#### WHAT YOU SHOULD DO
Update the rows starting at the line containing "Where can you see the wristband" and ending at the line containing "column 375, row 277" by replacing "sample" with "pattern", leaving everything else unchanged.
☆ ☆ ☆ ☆ ☆ ☆ ☆
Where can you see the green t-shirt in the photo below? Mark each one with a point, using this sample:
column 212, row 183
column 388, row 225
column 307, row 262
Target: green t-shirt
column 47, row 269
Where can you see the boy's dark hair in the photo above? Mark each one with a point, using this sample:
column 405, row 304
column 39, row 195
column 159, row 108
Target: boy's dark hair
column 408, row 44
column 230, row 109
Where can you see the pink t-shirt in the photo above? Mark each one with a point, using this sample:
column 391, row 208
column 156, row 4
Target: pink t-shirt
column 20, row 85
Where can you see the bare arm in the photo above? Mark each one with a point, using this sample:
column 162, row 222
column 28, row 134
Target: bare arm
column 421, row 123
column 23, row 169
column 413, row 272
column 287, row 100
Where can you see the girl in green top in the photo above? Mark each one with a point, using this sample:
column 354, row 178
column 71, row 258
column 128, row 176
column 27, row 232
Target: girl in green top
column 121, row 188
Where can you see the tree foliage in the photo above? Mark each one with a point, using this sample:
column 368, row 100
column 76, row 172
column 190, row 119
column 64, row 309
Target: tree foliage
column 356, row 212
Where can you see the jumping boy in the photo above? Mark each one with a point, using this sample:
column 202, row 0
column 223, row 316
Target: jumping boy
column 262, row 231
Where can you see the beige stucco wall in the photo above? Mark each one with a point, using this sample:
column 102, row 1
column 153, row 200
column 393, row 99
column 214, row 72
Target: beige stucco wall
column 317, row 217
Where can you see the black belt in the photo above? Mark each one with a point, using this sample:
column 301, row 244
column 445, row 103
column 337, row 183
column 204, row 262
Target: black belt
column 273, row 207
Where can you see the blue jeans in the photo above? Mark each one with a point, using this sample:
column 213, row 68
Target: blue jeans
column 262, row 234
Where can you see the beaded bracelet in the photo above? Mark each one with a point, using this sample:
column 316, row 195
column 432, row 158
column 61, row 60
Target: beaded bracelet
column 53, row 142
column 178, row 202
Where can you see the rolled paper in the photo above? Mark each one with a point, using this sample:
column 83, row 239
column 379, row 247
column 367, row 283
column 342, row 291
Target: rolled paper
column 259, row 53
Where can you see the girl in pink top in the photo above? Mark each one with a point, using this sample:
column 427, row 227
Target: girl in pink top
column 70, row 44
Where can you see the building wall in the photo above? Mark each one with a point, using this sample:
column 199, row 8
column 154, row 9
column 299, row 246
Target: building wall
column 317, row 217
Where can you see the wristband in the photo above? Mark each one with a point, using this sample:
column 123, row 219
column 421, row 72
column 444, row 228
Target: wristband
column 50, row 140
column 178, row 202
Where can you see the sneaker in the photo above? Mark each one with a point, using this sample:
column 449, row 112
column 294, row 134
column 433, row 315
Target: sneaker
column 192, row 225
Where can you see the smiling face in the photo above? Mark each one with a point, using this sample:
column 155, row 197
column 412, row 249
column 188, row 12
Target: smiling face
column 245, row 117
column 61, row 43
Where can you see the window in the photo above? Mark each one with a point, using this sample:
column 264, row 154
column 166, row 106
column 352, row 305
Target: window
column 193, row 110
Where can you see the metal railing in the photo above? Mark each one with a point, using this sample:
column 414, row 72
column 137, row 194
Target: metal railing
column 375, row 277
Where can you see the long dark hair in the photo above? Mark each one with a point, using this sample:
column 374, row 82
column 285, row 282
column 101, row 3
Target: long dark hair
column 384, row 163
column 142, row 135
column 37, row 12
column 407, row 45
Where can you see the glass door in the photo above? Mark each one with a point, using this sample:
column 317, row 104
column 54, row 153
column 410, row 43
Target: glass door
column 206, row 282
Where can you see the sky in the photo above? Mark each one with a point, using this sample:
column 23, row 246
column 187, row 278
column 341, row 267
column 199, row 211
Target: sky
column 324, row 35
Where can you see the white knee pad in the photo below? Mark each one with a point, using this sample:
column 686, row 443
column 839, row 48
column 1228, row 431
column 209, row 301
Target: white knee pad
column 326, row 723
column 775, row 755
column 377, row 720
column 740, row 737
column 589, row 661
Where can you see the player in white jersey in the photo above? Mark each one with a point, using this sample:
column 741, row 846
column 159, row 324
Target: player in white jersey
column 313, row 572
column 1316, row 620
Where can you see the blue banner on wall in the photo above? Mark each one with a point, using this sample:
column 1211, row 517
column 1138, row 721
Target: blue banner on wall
☆ ☆ ☆ ☆ ☆ ☆ ☆
#### SOLUTION TO THIS PROBLEM
Where can you see the wristband in the photo above? Mark each one with a point, using this pattern:
column 123, row 219
column 421, row 72
column 444, row 228
Target: wristband
column 50, row 140
column 178, row 202
Where can you see the sneaker in the photo above? Mark each one with a point, using this pattern:
column 449, row 112
column 294, row 134
column 433, row 315
Target: sneaker
column 192, row 225
Where can you see the smiling face in the photo above? Mark each one with a point, using this pattern:
column 155, row 197
column 412, row 249
column 188, row 12
Target: smiling face
column 245, row 117
column 61, row 43
Where can you see the window in the photo above? Mark each one with a point, using this pattern:
column 264, row 154
column 166, row 106
column 352, row 305
Target: window
column 193, row 110
Where can you see the metal railing in the photo above? Mark each one with a point, using this pattern:
column 414, row 72
column 137, row 194
Target: metal railing
column 375, row 277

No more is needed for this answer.